» **Task requirements**
Down to the last line, repeat the entries exactly.

[[ Provided records, beginning ]]

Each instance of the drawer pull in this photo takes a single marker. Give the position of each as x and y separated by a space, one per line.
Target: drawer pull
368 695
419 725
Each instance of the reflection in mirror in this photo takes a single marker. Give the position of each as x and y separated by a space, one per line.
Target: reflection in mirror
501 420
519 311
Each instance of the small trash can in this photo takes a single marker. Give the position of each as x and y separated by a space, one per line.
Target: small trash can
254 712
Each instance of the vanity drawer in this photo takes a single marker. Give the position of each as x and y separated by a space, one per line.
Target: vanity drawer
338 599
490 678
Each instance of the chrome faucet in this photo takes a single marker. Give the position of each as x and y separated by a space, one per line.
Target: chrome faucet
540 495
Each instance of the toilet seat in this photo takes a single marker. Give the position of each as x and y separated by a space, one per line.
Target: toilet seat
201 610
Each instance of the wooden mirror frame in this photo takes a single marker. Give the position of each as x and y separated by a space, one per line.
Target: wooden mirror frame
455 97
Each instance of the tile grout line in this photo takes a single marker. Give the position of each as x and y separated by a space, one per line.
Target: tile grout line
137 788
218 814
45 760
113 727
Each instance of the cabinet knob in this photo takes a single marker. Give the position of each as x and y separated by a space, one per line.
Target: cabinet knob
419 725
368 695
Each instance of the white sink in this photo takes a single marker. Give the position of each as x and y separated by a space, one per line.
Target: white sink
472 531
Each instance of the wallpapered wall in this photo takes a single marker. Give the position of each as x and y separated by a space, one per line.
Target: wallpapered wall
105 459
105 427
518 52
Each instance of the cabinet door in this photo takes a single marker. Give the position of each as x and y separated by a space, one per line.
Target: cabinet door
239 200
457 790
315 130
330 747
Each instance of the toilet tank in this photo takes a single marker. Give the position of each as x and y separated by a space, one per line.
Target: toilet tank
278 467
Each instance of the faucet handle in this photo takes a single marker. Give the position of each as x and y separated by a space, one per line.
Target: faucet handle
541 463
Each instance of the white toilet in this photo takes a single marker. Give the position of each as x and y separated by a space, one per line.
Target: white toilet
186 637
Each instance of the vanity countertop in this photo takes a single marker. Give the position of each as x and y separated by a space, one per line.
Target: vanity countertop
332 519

[[ Provided records, end ]]

» **Answer box**
Each instance of the drawer pull in this photo takes a single marker. Give the position of each as x and y separated by a space, one per line.
Target: drawer pull
368 695
419 725
Each instance of the reflection in mirror in this photo takes a single marker. Give the position of each as x and y separated by a space, one per line.
Target: reflection in mirror
501 420
519 311
Each instance of the small trash can in this photo takes a single marker. Give the position of each as x and y separated by a space, one per line.
Target: small trash can
254 712
Each instance of the vanity drawer in this photo takes a single marker. Give the position of each as x and y separated by a space, one per line.
Target: vanity drawer
338 599
490 678
Each instance of the chrome faucet in this photo takes a single marker. Give the position of each as x and y separated by a space, one per line.
Target: chrome faucet
540 495
Each instance of the toilet seat in this photo takes a single marker. Give the position of each as x and y separated by a space, one per line.
Target: toilet seat
201 610
Each instance of the wooden mirror frame in this photo takes a single marker. Give the position of each as x and y separated by a space, one per line.
Target: wooden mirror frame
455 97
Each instance of the tile grout line in this photo takes a single marker. Give the position of each as x and y separated by a space, one per line.
Target: tile grout line
137 788
218 814
45 760
113 727
Each instance of the cabinet knob in this photo takes a single marker. Give the position of each as x and y separated by a space, one per line.
Target: cabinet knob
419 725
368 695
Each instance of the white sink in this photo takes a single marker. Give the position of each as x and y separated by a space, one per line.
Target: white sink
472 531
Each instance of the wallpapered wall in this photo takes a single marker. Give the position of each as x and y separated by a space, one per line.
Target: wallpapered wall
105 459
105 427
518 52
Each instance of the cabinet door in this photo takes a single marker. Give the position of each as x and y separated by a space, one per line.
Target: cabinet door
239 200
457 790
315 130
330 747
Each instance of the toilet tank in this photo takes a single marker. Give the position of each as x and y separated by a space, one per line.
Target: toilet tank
278 467
Each instance of the faucet handle in this photo takes a single marker. Give the position of each as x and y separated by a space, one per line.
Target: faucet handle
541 463
Each instance of the white toilet in this photo takes a single marker. Give the position of each as x and y separated by a space, one per line.
Target: white toilet
186 637
Each instance of the vanity countertop in this photo takes a single marker. Give the position of each as x and y separated by a space, one per line.
Target: vanity countertop
332 519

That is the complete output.